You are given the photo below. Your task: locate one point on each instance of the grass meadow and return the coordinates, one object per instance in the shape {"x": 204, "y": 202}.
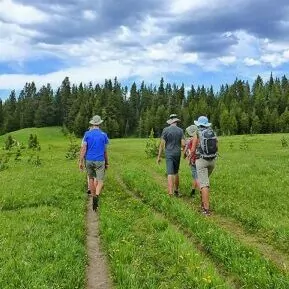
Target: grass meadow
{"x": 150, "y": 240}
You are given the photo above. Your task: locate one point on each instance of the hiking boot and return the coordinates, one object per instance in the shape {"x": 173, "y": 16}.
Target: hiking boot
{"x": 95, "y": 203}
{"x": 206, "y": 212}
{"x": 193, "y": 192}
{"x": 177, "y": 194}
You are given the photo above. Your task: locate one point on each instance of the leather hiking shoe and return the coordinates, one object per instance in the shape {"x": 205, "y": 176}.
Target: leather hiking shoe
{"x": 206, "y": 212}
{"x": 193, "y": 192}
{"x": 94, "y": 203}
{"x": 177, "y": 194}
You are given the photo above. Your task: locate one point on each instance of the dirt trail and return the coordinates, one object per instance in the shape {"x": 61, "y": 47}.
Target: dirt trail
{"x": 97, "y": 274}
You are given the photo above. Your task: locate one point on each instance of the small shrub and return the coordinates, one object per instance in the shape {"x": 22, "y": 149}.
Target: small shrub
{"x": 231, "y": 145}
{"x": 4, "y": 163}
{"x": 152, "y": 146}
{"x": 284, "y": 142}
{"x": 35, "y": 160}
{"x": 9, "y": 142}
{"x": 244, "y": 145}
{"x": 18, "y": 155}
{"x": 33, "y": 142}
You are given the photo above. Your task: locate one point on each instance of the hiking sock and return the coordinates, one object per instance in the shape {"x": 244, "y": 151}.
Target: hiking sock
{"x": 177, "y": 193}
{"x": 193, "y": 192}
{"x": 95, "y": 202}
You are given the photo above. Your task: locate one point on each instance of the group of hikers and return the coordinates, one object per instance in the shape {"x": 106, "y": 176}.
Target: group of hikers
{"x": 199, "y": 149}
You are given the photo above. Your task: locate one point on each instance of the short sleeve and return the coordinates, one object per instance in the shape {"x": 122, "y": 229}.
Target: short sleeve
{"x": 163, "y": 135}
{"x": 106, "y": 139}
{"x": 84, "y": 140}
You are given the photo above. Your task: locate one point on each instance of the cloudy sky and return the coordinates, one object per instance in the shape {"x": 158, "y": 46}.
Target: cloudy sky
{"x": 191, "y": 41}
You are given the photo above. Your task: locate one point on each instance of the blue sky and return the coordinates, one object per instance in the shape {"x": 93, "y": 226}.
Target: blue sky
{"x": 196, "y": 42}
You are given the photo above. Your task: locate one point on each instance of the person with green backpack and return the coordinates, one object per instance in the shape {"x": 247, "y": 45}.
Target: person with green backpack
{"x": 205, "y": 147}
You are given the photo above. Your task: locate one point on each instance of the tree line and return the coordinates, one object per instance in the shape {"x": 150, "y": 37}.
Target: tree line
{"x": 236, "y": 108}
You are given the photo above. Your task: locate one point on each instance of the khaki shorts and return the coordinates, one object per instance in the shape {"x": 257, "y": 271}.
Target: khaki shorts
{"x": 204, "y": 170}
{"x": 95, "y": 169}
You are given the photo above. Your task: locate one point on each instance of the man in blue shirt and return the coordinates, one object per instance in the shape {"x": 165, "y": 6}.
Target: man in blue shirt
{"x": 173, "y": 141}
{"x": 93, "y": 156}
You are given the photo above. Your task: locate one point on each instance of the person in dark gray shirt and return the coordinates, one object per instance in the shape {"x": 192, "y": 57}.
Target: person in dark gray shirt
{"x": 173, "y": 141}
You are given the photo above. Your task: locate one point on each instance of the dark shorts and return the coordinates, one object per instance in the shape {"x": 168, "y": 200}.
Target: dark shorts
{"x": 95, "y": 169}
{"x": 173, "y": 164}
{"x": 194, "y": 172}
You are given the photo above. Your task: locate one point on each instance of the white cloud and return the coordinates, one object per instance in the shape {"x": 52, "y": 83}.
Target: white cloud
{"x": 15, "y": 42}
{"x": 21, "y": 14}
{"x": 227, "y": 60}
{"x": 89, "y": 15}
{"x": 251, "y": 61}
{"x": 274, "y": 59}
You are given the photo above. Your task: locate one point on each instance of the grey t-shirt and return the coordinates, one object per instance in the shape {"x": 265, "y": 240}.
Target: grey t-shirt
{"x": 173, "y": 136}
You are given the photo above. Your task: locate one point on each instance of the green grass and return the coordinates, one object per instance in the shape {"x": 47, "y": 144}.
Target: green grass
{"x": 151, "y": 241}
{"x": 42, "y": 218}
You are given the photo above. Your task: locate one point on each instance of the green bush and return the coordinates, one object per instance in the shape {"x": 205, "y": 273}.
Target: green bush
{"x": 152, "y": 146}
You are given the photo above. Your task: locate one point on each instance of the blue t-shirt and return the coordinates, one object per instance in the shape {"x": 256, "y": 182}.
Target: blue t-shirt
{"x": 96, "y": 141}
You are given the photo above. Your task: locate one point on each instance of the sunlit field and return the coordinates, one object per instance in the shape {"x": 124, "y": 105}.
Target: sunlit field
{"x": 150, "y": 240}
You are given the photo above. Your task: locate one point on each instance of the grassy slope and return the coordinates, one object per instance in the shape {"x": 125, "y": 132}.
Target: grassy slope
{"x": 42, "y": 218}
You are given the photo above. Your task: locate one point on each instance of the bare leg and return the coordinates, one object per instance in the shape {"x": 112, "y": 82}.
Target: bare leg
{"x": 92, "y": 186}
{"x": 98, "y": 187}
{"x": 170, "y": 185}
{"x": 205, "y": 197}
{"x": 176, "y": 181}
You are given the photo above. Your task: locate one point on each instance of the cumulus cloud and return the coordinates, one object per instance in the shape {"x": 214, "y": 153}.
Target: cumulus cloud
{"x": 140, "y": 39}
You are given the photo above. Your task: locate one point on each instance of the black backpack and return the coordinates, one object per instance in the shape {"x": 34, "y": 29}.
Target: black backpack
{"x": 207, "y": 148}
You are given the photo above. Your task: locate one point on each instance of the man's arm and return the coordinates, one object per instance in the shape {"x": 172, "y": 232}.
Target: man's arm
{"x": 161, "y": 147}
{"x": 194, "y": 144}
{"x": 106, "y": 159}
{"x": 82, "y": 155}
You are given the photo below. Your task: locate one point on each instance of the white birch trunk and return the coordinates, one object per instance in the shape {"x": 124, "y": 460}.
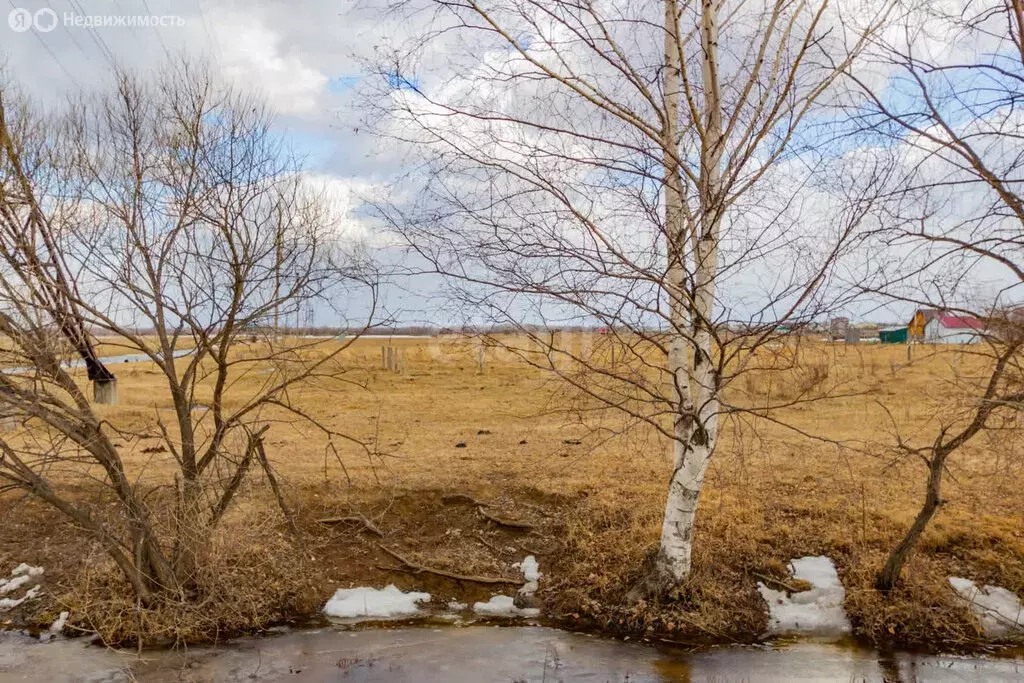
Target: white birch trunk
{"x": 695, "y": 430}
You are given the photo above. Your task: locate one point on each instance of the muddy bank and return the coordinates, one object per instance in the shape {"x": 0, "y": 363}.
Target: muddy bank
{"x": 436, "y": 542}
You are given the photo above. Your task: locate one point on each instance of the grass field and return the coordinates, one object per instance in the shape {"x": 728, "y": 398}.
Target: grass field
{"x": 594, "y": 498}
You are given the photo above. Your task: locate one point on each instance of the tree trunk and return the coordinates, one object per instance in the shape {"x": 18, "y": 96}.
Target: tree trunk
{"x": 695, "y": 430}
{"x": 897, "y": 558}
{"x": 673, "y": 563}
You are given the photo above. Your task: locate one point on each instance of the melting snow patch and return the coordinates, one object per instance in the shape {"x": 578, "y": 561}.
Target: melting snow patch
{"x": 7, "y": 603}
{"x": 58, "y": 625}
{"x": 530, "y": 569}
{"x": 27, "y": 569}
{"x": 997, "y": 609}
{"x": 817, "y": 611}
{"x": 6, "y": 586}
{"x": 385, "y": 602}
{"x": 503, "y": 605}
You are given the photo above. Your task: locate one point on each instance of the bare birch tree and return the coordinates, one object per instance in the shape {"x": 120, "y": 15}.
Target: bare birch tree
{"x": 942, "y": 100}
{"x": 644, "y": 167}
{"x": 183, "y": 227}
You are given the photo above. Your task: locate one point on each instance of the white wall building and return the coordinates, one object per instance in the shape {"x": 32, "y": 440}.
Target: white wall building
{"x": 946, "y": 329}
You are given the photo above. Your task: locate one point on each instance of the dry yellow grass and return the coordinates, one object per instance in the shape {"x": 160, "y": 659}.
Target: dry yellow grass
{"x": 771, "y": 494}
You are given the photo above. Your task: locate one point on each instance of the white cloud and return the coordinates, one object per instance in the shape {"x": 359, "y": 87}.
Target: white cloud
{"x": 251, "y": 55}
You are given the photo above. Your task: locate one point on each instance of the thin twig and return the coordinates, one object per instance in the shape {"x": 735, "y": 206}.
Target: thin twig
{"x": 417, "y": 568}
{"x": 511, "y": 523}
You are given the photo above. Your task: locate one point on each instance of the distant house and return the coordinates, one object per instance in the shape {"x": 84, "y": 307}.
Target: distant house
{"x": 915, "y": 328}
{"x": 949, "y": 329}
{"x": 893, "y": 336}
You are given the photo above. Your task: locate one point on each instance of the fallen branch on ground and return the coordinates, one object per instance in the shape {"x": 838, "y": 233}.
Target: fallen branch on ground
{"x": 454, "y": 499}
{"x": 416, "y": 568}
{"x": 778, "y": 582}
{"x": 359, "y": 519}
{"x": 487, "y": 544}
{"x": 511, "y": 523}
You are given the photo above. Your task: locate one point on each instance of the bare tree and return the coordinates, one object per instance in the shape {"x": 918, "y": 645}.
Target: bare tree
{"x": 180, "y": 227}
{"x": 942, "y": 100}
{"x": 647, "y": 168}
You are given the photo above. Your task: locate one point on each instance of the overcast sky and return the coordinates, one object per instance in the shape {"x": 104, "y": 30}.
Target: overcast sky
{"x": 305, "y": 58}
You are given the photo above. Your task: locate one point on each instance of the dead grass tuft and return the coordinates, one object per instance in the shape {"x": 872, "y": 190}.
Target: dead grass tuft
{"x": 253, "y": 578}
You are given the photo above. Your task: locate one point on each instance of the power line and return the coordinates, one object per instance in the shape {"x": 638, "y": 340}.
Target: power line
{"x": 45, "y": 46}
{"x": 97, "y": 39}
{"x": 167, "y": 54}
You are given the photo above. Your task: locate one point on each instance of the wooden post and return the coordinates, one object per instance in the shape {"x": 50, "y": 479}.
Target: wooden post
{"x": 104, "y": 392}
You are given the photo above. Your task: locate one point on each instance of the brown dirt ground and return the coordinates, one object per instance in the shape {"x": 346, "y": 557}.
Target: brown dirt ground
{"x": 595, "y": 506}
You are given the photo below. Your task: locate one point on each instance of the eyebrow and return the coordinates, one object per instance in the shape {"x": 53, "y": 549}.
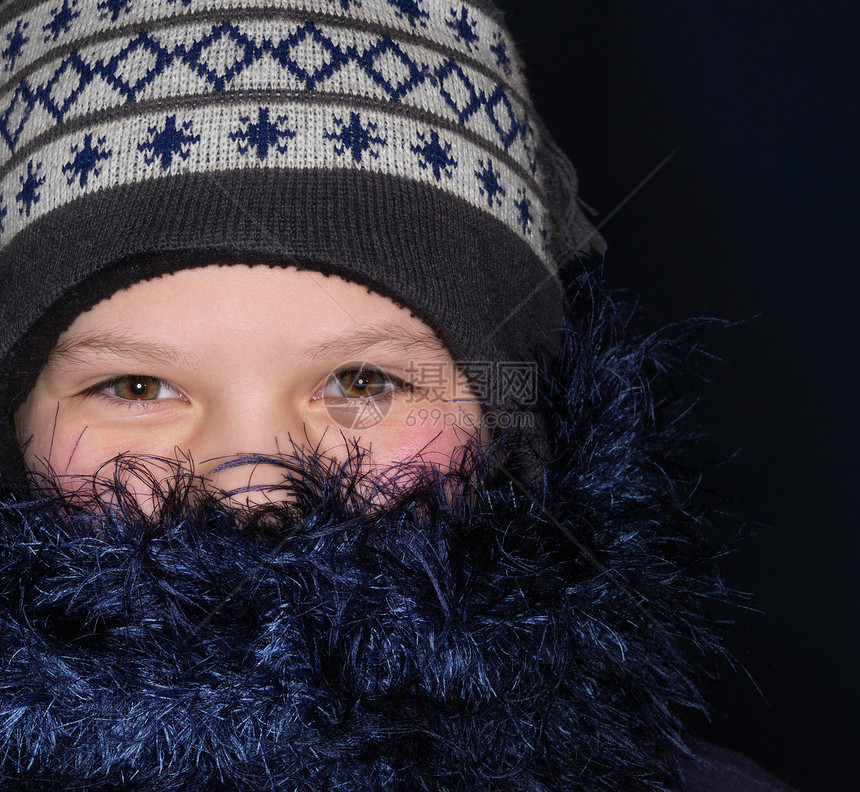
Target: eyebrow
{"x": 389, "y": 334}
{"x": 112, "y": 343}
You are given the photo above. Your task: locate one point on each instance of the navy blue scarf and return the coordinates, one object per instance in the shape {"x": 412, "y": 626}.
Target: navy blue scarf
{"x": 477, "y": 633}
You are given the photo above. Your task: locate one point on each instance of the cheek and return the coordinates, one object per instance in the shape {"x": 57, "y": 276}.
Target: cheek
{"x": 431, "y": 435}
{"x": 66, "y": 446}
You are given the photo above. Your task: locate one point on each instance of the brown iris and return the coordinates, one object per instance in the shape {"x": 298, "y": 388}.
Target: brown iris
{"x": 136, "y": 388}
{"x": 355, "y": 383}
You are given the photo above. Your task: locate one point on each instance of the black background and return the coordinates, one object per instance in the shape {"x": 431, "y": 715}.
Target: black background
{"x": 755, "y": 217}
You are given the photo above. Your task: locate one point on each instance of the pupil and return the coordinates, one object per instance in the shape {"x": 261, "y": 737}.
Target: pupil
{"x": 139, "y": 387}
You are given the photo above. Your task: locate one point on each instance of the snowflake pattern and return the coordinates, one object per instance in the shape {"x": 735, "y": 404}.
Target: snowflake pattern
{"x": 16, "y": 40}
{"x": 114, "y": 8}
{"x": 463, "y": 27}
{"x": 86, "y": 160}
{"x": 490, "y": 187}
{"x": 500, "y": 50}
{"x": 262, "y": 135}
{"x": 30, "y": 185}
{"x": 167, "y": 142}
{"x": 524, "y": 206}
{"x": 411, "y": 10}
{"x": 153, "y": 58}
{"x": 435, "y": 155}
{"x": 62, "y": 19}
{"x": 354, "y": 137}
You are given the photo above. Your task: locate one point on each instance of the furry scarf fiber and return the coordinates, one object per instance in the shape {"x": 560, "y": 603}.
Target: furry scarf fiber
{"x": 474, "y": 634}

|---|

Only the lines holding the word "below" belong in the answer; copy them from the listing above.

You are given the photo below. Your task: locate one point on each instance of the grass meadow and return the coordinates, one object per instance in the shape {"x": 204, "y": 202}.
You are given the photo below. Your task: locate one point on each instance of the white birch trunk and return the coordinates, one object per instance in the shape {"x": 124, "y": 460}.
You are given the photo below. Your task: locate one point on each instance of the eyebrow and return the coordinates, one object per instance in the shape {"x": 53, "y": 549}.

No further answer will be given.